'''

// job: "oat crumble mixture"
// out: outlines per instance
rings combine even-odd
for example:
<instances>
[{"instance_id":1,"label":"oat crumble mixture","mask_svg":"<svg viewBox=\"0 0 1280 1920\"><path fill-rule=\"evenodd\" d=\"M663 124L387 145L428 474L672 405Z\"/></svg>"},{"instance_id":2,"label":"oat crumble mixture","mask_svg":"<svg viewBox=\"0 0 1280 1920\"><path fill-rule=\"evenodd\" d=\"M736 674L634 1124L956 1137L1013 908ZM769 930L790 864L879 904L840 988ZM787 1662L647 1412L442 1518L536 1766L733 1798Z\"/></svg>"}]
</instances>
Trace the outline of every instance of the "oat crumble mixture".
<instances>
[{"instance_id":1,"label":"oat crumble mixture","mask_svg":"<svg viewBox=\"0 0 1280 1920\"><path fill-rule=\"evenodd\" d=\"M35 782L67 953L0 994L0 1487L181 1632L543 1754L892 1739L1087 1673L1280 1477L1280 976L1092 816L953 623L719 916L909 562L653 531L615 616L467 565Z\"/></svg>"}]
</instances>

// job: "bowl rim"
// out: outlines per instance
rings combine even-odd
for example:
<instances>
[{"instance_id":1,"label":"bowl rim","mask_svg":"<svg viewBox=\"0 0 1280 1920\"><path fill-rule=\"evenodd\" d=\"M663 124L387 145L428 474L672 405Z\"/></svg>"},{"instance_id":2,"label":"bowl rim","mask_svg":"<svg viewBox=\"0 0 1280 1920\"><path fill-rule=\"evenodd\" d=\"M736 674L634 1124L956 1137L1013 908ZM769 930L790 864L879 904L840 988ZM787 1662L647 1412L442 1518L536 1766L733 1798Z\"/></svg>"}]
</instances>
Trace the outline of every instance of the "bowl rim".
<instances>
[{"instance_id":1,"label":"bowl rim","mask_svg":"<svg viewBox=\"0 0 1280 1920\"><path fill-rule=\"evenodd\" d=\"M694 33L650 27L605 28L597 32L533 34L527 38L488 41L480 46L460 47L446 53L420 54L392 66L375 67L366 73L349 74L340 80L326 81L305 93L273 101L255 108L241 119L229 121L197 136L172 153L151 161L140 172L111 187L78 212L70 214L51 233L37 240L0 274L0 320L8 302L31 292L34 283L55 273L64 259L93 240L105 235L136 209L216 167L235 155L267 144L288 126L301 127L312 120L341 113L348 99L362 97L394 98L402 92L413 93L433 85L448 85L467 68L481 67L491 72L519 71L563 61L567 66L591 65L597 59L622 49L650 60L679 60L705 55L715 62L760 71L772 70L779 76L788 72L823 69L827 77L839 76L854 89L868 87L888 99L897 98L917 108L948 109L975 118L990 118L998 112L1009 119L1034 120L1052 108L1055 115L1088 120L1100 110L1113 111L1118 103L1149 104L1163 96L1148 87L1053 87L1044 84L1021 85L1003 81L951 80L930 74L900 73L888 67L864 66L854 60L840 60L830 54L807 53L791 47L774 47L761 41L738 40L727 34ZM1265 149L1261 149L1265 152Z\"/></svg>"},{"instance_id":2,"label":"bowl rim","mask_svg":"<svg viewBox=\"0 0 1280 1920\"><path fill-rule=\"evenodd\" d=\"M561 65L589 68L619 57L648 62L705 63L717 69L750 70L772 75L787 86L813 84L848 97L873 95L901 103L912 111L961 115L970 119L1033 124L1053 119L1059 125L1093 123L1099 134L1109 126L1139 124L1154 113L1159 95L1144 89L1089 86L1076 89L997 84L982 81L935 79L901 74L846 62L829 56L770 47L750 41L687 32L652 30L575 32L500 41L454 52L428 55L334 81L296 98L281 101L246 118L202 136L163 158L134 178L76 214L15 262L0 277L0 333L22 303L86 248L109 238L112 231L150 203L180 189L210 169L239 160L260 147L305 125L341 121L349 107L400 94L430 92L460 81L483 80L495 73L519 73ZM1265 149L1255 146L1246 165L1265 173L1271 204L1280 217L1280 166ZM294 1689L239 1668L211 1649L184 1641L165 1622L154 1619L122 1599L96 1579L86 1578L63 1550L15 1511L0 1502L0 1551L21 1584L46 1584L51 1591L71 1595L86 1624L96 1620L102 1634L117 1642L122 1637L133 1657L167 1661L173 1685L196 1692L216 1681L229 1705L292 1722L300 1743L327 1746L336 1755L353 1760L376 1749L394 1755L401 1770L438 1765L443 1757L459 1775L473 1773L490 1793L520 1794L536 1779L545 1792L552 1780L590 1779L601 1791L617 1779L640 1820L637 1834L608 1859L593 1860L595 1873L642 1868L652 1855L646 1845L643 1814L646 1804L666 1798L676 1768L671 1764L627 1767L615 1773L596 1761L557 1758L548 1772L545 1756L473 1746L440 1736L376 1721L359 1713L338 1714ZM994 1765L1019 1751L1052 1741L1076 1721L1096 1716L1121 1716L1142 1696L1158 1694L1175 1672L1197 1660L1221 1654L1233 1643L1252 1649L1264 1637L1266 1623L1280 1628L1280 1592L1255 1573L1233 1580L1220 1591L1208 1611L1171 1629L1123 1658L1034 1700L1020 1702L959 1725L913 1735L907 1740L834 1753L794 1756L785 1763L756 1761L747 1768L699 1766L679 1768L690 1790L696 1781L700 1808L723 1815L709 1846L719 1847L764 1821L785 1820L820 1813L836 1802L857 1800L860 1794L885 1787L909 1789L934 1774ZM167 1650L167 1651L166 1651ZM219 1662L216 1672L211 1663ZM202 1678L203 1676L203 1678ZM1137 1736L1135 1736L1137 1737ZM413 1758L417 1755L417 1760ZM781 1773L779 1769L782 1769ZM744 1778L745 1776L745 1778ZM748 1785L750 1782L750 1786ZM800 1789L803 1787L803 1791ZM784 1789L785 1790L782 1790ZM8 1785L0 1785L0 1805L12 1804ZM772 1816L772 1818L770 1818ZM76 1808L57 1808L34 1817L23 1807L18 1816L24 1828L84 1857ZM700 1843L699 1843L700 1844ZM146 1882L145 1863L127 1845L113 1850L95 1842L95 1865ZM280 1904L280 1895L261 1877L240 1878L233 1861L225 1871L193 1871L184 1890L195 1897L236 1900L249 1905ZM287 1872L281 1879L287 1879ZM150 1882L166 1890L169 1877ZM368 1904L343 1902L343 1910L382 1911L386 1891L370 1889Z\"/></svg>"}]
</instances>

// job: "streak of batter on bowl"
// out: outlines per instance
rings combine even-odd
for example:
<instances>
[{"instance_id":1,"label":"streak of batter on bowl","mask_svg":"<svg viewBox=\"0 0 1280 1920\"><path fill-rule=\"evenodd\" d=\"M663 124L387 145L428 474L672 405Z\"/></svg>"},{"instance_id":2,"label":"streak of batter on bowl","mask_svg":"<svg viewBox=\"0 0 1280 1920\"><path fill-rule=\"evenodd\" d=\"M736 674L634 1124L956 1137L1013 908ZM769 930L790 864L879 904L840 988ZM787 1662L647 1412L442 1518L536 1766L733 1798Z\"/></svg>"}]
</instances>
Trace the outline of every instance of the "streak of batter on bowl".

'''

• Assignment: Look through the listing and return each line containing the word "streak".

• Problem solution:
// job: "streak of batter on bowl"
[{"instance_id":1,"label":"streak of batter on bowl","mask_svg":"<svg viewBox=\"0 0 1280 1920\"><path fill-rule=\"evenodd\" d=\"M663 124L387 145L428 474L672 405Z\"/></svg>"},{"instance_id":2,"label":"streak of batter on bowl","mask_svg":"<svg viewBox=\"0 0 1280 1920\"><path fill-rule=\"evenodd\" d=\"M736 674L634 1124L956 1137L1013 908ZM769 930L790 864L879 904L840 988ZM787 1662L647 1412L442 1518L536 1766L733 1798Z\"/></svg>"}]
Trace the outline of every instance of the "streak of batter on bowl".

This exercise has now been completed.